Set task: Print every line of the listing below verbatim, omitting the pictures.

:: Data shown ::

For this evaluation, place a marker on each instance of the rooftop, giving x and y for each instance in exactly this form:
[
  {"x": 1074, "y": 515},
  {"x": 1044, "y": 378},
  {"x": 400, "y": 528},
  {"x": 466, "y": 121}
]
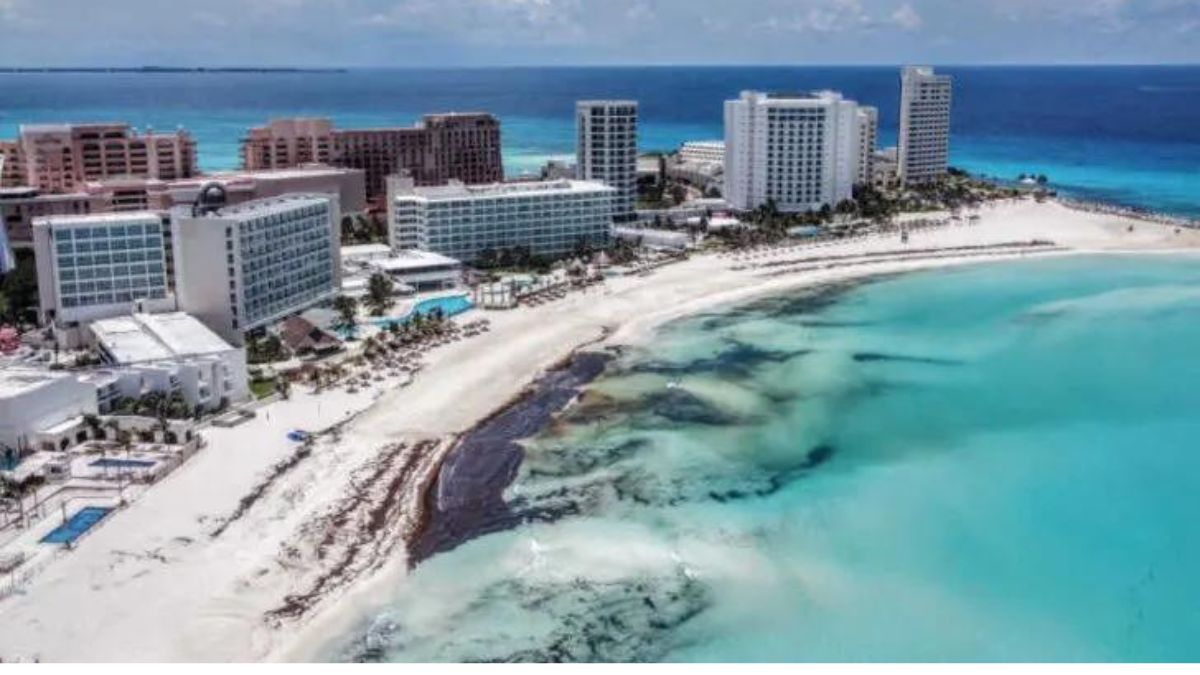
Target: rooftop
[
  {"x": 822, "y": 96},
  {"x": 412, "y": 260},
  {"x": 18, "y": 380},
  {"x": 456, "y": 190},
  {"x": 306, "y": 171},
  {"x": 121, "y": 217},
  {"x": 598, "y": 102},
  {"x": 269, "y": 205},
  {"x": 148, "y": 338},
  {"x": 366, "y": 251}
]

:::

Result of the exercise:
For this evaluation, place a marker on each instance of the rooftop, giving x and y for each instance in exactly this form:
[
  {"x": 1074, "y": 515},
  {"x": 1044, "y": 378},
  {"x": 400, "y": 528},
  {"x": 466, "y": 121}
]
Target: rooftop
[
  {"x": 822, "y": 96},
  {"x": 412, "y": 260},
  {"x": 18, "y": 380},
  {"x": 456, "y": 190},
  {"x": 306, "y": 171},
  {"x": 121, "y": 217},
  {"x": 598, "y": 102},
  {"x": 269, "y": 205},
  {"x": 148, "y": 338},
  {"x": 366, "y": 251}
]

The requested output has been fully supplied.